O QUE FAZER :: Devolva, sem nenhuma alteração, o trecho do texto sobre a quaresma que começa em "Esse período era" e termina em "depois de Pentecostes.".

TEXTO FORNECIDO ::
################

ROMA, quarta-feira, 22 de fevereiro de 2012 (ZENIT.org) – Em
preparação para a Páscoa, surgiu já nos primeiros tempos do cristianismo um
período voltado a preparar melhor os fiéis para o mistério central da Redenção
de Cristo.
Esse período era de um dia apenas. Ele foi se alongando com o
tempo, até chegar à duração de 6 semanas. Daí o nome quaresma, do latim
quadragesimae, em referência aos 40 dias de preparação para o mistério pascal.
A quaresma, para os fiéis, envolve duas práticas religiosas principais: o jejum
e a penitência. O primeiro, que já chegou a ser obrigatório para todos os fiéis
entre os 21 e os 60 anos de idade, exceto aos domingos, foi introduzido na
Igreja a partir do século IV.
O jejum na antiga Igreja latina abrangia 36 dias. No século V, foram adicionados mais quatro, exemplo que foi seguido em todo o Ocidente com exceção da Igreja ambrosiana. Os antigos monges latinos faziam três quaresmas: a principal, antes da Páscoa; outra antes do Natal, chamada de Quaresma de São Martinho; e a terceira, a de São João Batista, depois de Pentecostes.
Se havia bons motivos para justificar o jejum de 36 dias, havia
também excelentes razões para explicar o número 40. Observemos em primeiro
lugar que este número nas Sagradas Escrituras representa sempre a dor e o
sofrimento.

################

DADOS FORNECIDOS ::
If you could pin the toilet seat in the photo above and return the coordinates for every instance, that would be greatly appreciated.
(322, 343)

################

SOLUÇÃO ::
Esse período era de um dia apenas. Ele foi se alongando com o
tempo, até chegar à duração de 6 semanas. Daí o nome quaresma, do latim
quadragesimae, em referência aos 40 dias de preparação para o mistério pascal.
A quaresma, para os fiéis, envolve duas práticas religiosas principais: o jejum
e a penitência. O primeiro, que já chegou a ser obrigatório para todos os fiéis
entre os 21 e os 60 anos de idade, exceto aos domingos, foi introduzido na
Igreja a partir do século IV.
O jejum na antiga Igreja latina abrangia 36 dias. No século V, foram adicionados mais quatro, exemplo que foi seguido em todo o Ocidente com exceção da Igreja ambrosiana. Os antigos monges latinos faziam três quaresmas: a principal, antes da Páscoa; outra antes do Natal, chamada de Quaresma de São Martinho; e a terceira, a de São João Batista, depois de Pentecostes.